YOUR OBJECTIVE: Copy each entry as written.

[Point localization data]
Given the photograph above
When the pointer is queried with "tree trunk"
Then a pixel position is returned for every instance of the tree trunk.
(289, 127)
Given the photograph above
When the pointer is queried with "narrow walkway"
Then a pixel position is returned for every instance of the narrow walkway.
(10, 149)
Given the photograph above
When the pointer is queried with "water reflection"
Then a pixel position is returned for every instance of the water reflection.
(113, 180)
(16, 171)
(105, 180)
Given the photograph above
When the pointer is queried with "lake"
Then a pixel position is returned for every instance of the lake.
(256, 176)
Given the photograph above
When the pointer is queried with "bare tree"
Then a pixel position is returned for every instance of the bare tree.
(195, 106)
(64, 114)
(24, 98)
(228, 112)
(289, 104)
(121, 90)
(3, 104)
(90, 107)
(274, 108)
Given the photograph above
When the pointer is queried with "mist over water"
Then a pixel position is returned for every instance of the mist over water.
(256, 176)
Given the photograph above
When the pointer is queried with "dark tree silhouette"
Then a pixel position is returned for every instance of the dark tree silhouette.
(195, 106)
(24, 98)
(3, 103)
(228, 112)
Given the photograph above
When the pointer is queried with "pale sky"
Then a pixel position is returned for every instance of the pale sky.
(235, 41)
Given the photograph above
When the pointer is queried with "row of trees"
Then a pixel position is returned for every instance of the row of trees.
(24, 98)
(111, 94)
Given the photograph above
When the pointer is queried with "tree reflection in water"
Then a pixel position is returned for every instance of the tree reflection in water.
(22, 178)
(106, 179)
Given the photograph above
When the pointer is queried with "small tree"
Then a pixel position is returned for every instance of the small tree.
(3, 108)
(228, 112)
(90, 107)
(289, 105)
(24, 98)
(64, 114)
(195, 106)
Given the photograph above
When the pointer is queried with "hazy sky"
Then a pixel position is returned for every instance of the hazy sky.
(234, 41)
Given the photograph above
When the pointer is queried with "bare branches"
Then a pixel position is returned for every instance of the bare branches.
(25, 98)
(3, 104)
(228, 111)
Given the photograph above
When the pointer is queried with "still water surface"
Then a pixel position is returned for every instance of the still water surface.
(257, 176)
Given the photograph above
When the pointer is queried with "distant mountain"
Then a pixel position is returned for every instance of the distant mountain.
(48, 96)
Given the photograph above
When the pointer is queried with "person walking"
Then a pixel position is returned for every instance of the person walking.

RESPONSE TO THIS EXERCISE:
Given the photograph above
When the pointer is queried with "tree trunk"
Then a pixel position is returned for every instance of the tree trunk.
(289, 127)
Given the photograph above
When the pointer is queried with "narrow walkway"
Then a pixel position is returned for every instance of the narrow walkway.
(10, 149)
Given the photograph above
When the pointer is queried with "water reflection"
Then a pixel position is returned for every instance of the water reflection.
(113, 180)
(16, 171)
(105, 180)
Given the photograph above
When the pointer is queried with "lake"
Then a pixel position is returned for every instance of the lake.
(256, 176)
Given the photograph above
When the pointer is queried with "bare tree"
Then a pixel position is returned for every instance of the bare tree.
(195, 106)
(64, 114)
(24, 98)
(228, 112)
(289, 104)
(121, 90)
(3, 104)
(90, 107)
(274, 108)
Given the photograph above
When the pointer is queried with "mist over water"
Then a pixel position is returned for every instance of the mist over water.
(256, 176)
Given the photograph above
When the pointer is queried with "dark tree silhouette"
Then a pixel position is returned for every instance of the dark tree silhouette.
(195, 106)
(24, 98)
(3, 103)
(228, 112)
Given the photograph above
When the pointer is queried with "pale sky"
Then a pixel position is returned for every instance of the pale sky.
(235, 41)
Given the photograph above
When the pointer is queried with "row of trees"
Then a pixel position is returned for every instance of the row of trees.
(24, 98)
(111, 94)
Given the photograph above
When the pointer is queried with "tree reflection in water"
Then a pixel position is returned for every instance of the tree reflection in water.
(22, 178)
(106, 179)
Given the photograph above
When the pointer is queried with "small tree"
Then a pixel position is returned for every instance of the small tree.
(3, 108)
(228, 112)
(90, 107)
(289, 105)
(24, 98)
(64, 114)
(195, 106)
Given the photograph above
When the pointer is queried with "hazy sky"
Then a pixel position is returned for every instance of the hazy sky.
(234, 41)
Given the photograph above
When the pointer is queried with "bare branches"
Then a pixel position is returned for every instance of the bare branches.
(25, 98)
(3, 104)
(228, 111)
Given the photograph above
When the pointer is queried with "still water surface"
Then a pixel position is returned for every instance of the still water surface.
(257, 176)
Given the photograph above
When the pointer is queried with "distant mountain"
Then a pixel position is returned for every instance of the distant mountain.
(48, 96)
Given the photograph above
When the pointer is queried with "person walking"
Then a pixel position is returned for every instance of the person walking.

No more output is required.